Start of Source information
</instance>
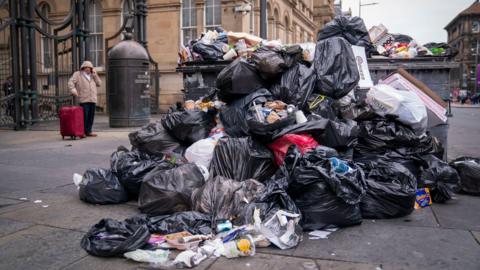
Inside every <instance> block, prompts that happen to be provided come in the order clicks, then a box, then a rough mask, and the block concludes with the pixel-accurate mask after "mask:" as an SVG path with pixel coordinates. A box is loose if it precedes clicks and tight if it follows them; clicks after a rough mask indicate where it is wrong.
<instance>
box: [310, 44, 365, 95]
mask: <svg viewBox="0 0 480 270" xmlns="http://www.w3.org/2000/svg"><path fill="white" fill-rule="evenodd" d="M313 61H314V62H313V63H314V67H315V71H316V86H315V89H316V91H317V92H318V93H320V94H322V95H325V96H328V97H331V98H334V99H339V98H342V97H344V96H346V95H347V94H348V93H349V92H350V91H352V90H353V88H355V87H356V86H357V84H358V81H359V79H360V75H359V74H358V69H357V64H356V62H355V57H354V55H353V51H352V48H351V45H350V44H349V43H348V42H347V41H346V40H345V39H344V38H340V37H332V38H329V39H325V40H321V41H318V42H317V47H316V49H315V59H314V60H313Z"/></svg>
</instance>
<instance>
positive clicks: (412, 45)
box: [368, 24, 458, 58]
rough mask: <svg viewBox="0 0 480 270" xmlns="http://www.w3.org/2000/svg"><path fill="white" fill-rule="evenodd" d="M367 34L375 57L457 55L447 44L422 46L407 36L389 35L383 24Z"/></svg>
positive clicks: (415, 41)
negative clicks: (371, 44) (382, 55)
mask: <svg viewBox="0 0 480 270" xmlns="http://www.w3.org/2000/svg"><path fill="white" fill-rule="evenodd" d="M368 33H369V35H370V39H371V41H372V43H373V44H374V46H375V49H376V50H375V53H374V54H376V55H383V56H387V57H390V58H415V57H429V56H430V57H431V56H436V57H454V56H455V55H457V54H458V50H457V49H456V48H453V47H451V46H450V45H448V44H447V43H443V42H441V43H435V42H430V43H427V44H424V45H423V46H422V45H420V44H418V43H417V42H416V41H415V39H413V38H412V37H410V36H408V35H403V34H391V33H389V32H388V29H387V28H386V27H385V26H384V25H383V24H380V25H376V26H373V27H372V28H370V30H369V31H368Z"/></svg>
End of Source information
## Work order
Anywhere the listing shows the word "positive", copy the full line.

## Response
positive clicks: (412, 45)
positive clicks: (415, 41)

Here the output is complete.